- _PROVIDED TEXT_:
-------

Testing our work with HSpec and Golden

Posted on June 28, 2017 by Adam Wespiser

Testing shows the presence, not the absence of bugs Dijkstra

Testing w/ Haskell

Within dynamically typed language like Scheme, we lose the safety of Haskell’s type system and need an alternative guaranty of behavior. This chapter is about writing tests to ensure our Scheme is behaving as we expect. Fortunately, testing can be easily integrated into a Stack project, and Haskell’s many frameworks satisfy a multitude of testing requirements. We will be looking at a few testing options, and implementing both HSpec, and Tasty.Golden. There are two files for testing, test-hs/Spec.hs which contains the parser tests and golden file tests, and test-hs/Golden.hs, that contains just the golden file tests.

Haskell Testing Frameworks

Haskell has a few good testing frameworks, here are a few of them, and what they do:
HUnit. A Simple embedded DSL for unit testing.
HSpec is a straightfoward testing framework, and gives great mileage for its complexity. HSpec is inspired by RSpec a testing library for Ruby, and the two show remarkable similarity.
QuickCheck. Tests properties of a program using randomly generated values.
Tasty Test framework that includes HSpec, Quickcheck, HUnit, and SmallChcek, as well as others, including Golden, which we will use for testing against a value within a file.

Testing Setup within Stack

To setup testing, the following is added to scheme.cabal

test-Suite test
  type: exitcode-stdio-1.0
  main-is: Spec.hs
  hs-source-dirs: test-hs
  default-language: Haskell2010
    base         >= 4.8 && < 5.0,
    text         >= 1.2 && <1.3,
    hspec        >= 2.2 && < 2.3,

This enables stack test and stack build --test to automatically run the HSpec tests found in test-hs/Spec.hs Running one of these commands will build the project, run the tests, and show the output. Phew! All tests pass! (let me know if they don’t)

test-Suite test-golden
  type: exitcode-stdio-1.0
  main-is: Golden.hs
  hs-source-dirs: test-hs
  default-language: Haskell2010
    base         >= 4.8 && < 5.0,
    text         >= 1.2 && <1.3,
    tasty        >= 0.11 && <0.12,
    tasty-golden >= 2.3 && <2.5,
    bytestring   >= 0.10.8 && <0.11,
    scheme == 0.1

Now we can run stack test --test-golden to run the tests from test-hs/Golden.hs Running stack test will perform both test suites. Let’s look further into how testing is done, and the libraries used.

HSpec Setup

HSpec’s strength is its simplicity, and ability to compare the results of arbitrary functions against a known output. We will use it to test internal components of our Scheme, particularly the parser, which contains a depth of logic orthogonal to the rest of the code base.
First, let’s take a look at the general form of an HSpec test.

main :: IO ()
main = do
  hspec $ describe "This is a block of tests" $ do
    it "Test 1" $
      textExpr input1 `shouldBe` "result of test 1"
    it "Test 2" $
      textExpr input2 `shouldBe` "result of test 1"

HSpec Tests

Two internal aspects of our Scheme will be tested in test-hs/Spec.hs: The parser, and evaluation. These two features lend themselves easily to testing, and together, cover ensure functionality meets expectations.

-------

- _DATA_:
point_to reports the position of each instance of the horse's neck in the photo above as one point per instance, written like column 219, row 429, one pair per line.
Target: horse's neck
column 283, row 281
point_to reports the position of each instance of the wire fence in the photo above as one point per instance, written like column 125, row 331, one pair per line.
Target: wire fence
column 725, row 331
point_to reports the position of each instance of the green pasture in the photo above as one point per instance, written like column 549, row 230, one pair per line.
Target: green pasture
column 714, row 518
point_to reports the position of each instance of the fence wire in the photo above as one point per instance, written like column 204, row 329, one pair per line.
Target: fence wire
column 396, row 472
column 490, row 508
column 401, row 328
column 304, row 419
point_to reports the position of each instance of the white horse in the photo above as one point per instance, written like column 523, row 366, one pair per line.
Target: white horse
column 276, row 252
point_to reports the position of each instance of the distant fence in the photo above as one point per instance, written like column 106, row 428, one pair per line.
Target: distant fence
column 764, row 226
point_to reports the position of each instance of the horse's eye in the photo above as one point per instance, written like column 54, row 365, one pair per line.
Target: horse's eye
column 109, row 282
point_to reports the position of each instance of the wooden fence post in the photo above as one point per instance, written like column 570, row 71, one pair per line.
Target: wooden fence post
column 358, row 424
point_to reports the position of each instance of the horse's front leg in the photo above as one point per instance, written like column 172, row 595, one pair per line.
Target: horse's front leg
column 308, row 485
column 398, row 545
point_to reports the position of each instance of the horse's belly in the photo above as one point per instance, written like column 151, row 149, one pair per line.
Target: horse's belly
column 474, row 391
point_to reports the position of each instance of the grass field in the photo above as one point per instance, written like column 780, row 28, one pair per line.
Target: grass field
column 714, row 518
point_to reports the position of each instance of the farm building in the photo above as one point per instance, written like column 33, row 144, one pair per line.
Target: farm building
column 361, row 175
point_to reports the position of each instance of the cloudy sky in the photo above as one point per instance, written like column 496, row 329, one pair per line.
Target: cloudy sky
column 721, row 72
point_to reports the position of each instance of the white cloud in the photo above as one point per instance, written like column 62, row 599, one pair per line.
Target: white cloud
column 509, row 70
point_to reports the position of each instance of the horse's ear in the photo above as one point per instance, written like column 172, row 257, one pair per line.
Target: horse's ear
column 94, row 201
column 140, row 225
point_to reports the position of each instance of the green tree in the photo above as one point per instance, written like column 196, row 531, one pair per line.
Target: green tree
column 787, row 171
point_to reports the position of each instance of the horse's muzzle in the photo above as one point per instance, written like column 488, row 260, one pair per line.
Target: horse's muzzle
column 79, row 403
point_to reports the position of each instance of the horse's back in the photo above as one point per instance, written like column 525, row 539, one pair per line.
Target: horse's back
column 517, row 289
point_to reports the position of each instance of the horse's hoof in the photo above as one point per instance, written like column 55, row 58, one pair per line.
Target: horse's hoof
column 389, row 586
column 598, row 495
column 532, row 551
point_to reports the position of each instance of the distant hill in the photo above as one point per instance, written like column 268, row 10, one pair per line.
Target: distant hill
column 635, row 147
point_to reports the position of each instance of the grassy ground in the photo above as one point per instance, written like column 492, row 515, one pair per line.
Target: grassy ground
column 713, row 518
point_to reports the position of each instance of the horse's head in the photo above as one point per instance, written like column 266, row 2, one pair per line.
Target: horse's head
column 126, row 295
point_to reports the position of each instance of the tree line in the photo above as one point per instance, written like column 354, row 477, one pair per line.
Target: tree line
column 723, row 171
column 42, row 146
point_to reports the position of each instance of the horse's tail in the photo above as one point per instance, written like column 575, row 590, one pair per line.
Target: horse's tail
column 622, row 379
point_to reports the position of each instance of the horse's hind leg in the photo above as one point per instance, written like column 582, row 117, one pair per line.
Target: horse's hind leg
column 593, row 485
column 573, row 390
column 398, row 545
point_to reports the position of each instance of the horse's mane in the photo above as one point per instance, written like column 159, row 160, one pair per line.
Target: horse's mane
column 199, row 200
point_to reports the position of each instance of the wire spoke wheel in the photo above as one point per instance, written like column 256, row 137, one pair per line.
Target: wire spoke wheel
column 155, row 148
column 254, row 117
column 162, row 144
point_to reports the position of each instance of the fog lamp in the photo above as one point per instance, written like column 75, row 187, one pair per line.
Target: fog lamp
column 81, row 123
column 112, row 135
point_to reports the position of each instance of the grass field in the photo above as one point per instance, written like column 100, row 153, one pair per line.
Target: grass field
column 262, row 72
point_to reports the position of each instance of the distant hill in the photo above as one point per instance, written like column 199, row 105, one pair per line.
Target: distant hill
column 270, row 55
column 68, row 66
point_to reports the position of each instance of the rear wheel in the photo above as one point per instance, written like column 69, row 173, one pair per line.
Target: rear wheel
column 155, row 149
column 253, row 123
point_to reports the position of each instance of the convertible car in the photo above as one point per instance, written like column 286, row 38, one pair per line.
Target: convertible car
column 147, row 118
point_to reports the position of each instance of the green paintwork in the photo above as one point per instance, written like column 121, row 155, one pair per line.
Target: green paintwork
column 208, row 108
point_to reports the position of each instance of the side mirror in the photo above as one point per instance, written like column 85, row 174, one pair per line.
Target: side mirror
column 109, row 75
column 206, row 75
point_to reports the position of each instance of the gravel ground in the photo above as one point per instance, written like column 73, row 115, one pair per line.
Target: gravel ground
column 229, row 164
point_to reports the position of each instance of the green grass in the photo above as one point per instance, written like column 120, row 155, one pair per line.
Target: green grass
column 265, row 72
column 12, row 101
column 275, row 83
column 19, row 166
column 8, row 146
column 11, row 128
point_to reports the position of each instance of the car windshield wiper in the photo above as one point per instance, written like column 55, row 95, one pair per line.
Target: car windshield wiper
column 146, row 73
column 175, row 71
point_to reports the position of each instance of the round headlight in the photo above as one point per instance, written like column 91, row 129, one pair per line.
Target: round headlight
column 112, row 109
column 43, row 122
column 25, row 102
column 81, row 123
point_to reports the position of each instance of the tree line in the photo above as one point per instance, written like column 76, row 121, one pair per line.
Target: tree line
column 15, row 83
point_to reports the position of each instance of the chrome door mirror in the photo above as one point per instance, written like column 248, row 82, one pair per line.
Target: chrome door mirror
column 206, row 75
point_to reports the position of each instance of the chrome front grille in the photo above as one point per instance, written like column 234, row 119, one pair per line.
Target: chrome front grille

-------

- _CHALLENGES_:
#1 From the HSpec and Golden testing post, list every Haskell testing framework named in its "Haskell Testing Frameworks" section.
#2 According to the HSpec and Golden testing post, which Ruby library inspired HSpec?
#3 Summarize the HSpec and Golden testing post in two sentences.

- _WORKED SOLUTIONS_:
#1
HUnit
HSpec
QuickCheck
Tasty

#2 RSpec

#3 Because a dynamically typed Scheme lacks the safety of Haskell's type system, the post turns to testing, surveys the Haskell frameworks HUnit, HSpec, QuickCheck, and Tasty, and adds two test suites to scheme.cabal so that Stack can build the project and run them. It then presents the general form of an HSpec test and states that test-hs/Spec.hs will test the parser and evaluation of the Scheme.